* [Задания]:
1: Ответьте по тексту о писателе Шевцове:
(a) Когда Шевцову пришло письмо из редакции?
(b) В каком году вышел роман «Семя грядущего»?
(c) Сколько дней застава сдерживала наступление немцев?
2: Продолжите текст о писателе Шевцове после его последнего предложения.

Весной 1936 года на имя Шевцова пришло письмо из редакции с предложением занять должность спецкорреспондента: «Уважаемый товарищ Шевцов, редакция газеты “Промень коммунизма” («Луч коммунизма». - Л. Ш.) приглашает Вас на постоянную работу инструктора сельхозотдела». Каково же было удивление сотрудников редакции, когда перед ними появился босой, небольшого роста щуплый паренек и уверенно протянул присланное ему уведомление.

Работа в редакции позволила юному фельетонисту расширить круг жизненных впечатлений и получить первый опыт журналистской практики.

Этот эпизод и вся предвоенная биография писателя (учеба в Саратовском военном училище погранвойск, служба на границе) вошли составной частью в один из первых романов «Семя грядущего» (1960). Тревожная обстановка весны 1941 года, тяжелые предвоенные ожидания, первые часы боев с фашистскими ордами, форсировавшими реку Прут, составляют содержание романа.

Застава, которой командовал двадцатидвухлетний лейтенант, в течение девяти дней сдерживала наступление немцев на участке 79 погранотряда на юго-западной границе СССР. К сожалению, ни в одной хронике первых дней войны не упоминается этот факт. Именно в таких условиях подчас проходили огранку русские характеры, росло чувство личной ответственности за судьбу Отчизны.

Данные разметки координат
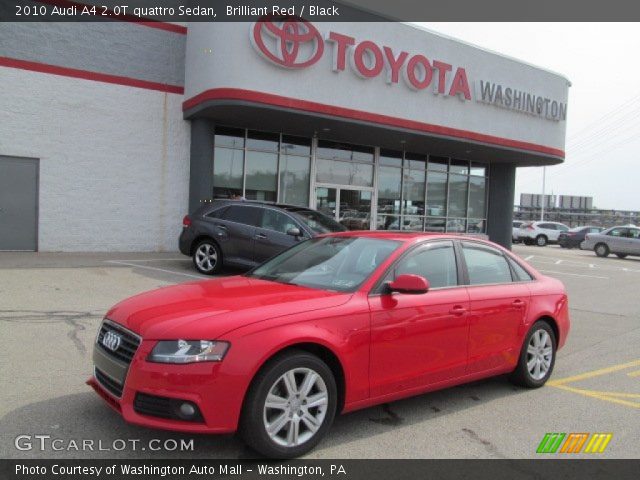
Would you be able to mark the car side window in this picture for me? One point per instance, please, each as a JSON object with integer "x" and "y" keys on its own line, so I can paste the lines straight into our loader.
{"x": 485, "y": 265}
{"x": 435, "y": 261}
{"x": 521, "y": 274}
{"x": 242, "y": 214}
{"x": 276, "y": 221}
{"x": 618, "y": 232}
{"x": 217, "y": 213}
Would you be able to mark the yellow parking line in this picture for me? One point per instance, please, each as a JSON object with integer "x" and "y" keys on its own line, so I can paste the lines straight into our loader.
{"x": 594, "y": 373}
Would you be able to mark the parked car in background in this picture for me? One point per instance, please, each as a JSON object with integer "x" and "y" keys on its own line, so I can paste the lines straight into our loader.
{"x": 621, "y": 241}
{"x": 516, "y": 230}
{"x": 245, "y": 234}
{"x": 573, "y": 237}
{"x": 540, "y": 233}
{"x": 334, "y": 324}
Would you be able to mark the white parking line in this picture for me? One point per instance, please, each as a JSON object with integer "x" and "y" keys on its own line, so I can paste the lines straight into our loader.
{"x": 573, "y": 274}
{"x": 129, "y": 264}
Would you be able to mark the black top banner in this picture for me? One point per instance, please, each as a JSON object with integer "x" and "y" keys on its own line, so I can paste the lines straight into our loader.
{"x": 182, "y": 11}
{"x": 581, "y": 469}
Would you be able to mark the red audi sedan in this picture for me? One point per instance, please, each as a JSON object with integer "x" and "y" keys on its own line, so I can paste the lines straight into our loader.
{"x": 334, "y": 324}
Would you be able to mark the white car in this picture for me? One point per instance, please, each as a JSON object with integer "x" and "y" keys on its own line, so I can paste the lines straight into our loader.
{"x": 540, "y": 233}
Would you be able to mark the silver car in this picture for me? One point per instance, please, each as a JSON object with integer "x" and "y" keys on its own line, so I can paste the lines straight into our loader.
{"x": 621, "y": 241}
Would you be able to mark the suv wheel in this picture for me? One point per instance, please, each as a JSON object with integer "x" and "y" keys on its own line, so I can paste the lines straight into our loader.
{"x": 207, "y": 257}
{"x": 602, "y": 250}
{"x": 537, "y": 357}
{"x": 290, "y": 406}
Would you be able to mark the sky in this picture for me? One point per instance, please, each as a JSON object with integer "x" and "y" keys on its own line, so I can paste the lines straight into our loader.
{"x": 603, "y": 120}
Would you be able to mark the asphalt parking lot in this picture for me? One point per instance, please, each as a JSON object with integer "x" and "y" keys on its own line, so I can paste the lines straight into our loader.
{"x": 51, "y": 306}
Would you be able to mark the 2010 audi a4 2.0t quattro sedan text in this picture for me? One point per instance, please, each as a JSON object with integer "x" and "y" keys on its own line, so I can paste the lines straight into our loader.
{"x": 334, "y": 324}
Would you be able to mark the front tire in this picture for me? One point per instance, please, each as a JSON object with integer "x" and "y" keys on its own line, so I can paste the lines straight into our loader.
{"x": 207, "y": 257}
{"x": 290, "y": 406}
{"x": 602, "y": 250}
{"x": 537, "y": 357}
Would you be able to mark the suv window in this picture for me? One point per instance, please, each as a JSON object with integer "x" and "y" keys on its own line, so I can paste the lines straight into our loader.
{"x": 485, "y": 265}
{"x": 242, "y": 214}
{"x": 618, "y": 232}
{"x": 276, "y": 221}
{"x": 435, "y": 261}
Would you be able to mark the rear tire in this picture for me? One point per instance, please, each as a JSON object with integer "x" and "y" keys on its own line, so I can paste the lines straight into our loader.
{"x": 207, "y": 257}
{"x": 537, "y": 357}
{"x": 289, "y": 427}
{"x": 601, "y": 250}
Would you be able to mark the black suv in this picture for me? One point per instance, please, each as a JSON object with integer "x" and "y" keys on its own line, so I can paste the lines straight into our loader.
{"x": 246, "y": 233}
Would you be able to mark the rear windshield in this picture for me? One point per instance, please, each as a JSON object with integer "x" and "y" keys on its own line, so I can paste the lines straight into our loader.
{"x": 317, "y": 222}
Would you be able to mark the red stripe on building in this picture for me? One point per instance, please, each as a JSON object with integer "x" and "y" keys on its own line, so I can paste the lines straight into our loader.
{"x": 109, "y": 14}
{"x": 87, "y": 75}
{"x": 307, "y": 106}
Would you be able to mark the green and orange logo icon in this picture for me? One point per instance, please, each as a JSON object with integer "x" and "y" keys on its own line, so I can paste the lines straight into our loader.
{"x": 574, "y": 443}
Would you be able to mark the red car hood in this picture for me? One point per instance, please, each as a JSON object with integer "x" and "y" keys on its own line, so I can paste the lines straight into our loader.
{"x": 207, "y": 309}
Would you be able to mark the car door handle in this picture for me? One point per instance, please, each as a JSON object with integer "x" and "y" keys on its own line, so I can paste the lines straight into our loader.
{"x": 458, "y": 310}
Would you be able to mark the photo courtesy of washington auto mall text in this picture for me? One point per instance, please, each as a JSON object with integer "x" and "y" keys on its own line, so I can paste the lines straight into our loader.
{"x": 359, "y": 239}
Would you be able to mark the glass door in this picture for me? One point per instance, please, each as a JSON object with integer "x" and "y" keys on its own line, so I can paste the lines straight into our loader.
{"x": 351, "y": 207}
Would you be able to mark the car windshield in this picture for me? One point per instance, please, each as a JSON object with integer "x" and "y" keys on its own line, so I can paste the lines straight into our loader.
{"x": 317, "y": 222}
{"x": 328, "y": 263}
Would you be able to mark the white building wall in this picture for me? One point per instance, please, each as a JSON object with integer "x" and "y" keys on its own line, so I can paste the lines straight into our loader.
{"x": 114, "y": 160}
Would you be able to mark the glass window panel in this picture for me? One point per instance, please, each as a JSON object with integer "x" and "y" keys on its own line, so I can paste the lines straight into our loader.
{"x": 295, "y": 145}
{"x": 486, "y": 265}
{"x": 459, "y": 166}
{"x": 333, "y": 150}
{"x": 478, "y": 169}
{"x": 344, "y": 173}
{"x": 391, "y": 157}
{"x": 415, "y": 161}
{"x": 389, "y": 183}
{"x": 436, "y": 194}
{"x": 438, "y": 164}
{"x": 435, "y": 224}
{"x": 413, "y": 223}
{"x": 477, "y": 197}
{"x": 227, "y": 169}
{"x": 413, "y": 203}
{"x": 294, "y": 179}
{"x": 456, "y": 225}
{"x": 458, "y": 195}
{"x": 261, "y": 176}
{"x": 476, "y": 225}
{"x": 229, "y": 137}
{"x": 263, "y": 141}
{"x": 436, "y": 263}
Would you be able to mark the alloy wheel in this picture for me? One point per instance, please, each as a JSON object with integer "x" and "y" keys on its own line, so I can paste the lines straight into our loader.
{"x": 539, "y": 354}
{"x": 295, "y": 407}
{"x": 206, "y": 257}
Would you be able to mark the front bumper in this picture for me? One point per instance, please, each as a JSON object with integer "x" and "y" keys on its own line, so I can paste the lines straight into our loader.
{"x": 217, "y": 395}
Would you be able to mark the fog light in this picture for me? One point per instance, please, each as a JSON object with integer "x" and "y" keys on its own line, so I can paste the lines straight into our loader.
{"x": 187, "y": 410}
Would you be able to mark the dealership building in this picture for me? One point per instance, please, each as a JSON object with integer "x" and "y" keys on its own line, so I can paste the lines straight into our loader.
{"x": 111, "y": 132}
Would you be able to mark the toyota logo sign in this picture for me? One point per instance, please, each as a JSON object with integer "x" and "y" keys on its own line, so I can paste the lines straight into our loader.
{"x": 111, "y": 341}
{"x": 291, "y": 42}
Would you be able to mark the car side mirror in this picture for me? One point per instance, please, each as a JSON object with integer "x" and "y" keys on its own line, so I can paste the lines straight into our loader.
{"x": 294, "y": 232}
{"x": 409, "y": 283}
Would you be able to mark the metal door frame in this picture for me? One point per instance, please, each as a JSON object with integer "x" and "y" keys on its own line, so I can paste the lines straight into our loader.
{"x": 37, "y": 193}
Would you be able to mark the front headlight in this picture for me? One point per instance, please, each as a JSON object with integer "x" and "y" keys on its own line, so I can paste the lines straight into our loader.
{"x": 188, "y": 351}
* * *
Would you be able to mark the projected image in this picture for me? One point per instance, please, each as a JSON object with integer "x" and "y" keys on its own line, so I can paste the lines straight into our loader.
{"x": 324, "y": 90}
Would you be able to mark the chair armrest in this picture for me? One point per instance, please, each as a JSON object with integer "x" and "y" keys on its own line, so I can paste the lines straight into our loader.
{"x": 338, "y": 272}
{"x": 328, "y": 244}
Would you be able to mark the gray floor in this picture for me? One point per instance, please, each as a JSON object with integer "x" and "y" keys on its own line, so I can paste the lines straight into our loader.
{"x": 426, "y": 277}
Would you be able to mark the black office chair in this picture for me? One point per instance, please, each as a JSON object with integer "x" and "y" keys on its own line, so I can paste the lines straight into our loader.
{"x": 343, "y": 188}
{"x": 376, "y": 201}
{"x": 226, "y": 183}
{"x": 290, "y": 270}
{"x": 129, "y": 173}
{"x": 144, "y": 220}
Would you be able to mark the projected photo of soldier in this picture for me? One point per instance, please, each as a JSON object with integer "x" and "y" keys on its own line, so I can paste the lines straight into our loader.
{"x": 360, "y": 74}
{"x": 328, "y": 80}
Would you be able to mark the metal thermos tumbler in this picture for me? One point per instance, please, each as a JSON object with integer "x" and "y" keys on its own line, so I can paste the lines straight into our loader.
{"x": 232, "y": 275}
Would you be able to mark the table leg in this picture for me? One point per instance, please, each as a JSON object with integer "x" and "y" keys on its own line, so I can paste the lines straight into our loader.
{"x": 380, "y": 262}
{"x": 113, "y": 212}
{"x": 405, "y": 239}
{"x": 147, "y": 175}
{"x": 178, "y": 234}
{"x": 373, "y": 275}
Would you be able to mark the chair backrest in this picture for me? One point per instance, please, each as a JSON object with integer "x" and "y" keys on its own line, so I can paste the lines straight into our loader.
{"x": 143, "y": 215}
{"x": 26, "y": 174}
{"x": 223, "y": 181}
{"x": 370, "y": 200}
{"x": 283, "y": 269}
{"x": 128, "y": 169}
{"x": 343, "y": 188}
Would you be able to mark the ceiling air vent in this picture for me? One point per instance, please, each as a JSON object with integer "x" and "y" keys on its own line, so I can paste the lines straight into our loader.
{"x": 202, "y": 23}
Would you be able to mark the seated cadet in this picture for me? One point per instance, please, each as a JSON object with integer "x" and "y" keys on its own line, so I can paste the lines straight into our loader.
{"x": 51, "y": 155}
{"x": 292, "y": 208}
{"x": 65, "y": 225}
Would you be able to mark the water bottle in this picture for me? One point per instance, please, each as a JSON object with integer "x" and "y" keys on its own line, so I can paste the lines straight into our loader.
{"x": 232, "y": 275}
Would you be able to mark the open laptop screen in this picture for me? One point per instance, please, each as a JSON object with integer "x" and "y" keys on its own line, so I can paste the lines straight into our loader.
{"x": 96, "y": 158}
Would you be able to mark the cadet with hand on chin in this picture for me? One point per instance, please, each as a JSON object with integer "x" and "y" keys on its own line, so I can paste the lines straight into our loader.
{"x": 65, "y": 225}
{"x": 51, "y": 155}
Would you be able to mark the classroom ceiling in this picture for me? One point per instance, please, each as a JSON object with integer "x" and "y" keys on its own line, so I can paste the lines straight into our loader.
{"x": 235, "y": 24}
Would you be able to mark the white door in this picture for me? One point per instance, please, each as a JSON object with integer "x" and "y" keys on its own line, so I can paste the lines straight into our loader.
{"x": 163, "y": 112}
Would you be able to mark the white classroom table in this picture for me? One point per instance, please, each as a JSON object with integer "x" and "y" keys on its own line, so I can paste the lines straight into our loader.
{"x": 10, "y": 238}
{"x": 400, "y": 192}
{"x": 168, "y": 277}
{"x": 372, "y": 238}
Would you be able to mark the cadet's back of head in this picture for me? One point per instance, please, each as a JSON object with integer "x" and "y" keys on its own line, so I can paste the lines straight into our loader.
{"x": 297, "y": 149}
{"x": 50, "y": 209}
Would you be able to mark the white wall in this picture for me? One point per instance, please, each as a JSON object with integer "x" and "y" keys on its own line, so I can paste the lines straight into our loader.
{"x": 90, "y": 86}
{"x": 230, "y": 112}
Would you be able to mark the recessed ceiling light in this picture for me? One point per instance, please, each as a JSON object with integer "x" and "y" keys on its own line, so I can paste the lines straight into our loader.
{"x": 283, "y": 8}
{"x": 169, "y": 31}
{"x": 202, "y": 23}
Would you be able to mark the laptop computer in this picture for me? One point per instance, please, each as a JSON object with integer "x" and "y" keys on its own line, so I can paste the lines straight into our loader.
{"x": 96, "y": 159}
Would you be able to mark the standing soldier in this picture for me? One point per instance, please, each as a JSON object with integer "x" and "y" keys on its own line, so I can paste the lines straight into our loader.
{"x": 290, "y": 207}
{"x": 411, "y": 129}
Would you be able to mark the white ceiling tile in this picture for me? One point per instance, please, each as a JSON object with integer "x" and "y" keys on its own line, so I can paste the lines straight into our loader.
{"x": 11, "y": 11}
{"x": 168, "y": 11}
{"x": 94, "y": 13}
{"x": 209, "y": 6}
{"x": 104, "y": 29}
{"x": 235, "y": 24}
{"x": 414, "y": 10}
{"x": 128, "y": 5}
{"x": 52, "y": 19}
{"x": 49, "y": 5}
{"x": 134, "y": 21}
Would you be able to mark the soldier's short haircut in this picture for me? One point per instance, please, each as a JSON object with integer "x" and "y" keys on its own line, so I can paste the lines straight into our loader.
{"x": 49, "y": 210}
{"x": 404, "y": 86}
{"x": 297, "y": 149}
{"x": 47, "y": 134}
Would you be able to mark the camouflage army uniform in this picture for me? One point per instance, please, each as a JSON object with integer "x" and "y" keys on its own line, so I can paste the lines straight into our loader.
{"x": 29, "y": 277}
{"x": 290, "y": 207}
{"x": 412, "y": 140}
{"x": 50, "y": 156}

* [Ответы]:
1:
(a) Весной 1936 года.
(b) В 1960 году.
(c) Девять дней.

2:
В одном из интервью журналу «Пограничник» (1995, № 6) писатель признался: «Я всегда говорил и повторяю: меня физически и духовно закалила и воспитала граница, она вошла в мою плоть и кровь, и какую бы я впоследствии ни носил форму, зеленая фуражка мне стала всех родней и дороже». Слово «граница» обозначает здесь не только территориальную линию, но и линию гражданского поведения, которая должна быть в человеке четкой, выверенной.

Не потому ли образы пограничников можно встретить во многих романах Шевцова: Емельян Глебов («Семя грядущего», «Среди долины ровныя...»), Анатолий Кузовкин («Любовь и ненависть»), Ярослав Серегин («Лесные дали»), лейтенант Гришин («Бородинское поле»), Иван Слугарев («Набат»).

«Когда говорят пушки - музы молчат» - свидетельствует древний афоризм. Но в Великую Отечественную войну случилось обратное: музы не молчали. Они страстно, в унисон с народной душой, с ее яростным гневом взывали к борьбе с фашистами, к отмщению за поруганную честь Отчизны.

Трудная и ответственная миссия была у газетной хроники в это время. С нею и был связан лейтенант Шевцов.

Осенью 1941 года, отступая с тяжелыми боями от Мценска до Тулы, он отправлял репортажи о военных действиях в дивизионную газету. Призвание к творчеству молодого журналиста давало о себе знать даже в условиях кровопролитных боев. При этом всегда хотелось преодолеть рамки обычного газетного репортажа.

В разгар войны (с 1942 года пограничник Шевцов возглавил один из разведывательных отрядов особого назначения, которые выполняли боевые операции в тылу врага), выйдя из госпиталя, он публикует в газете «Литература и искусство» критическую статью «О литературном современнике» - обзор трех номеров журнала «Новый мир». Публикация не осталась без внимания. Редакция журнала «Пограничник» разыскала капитана Шевцова и предложила ему штатную должность. Спецкорреспондентом журнала он проработал до 1946 года.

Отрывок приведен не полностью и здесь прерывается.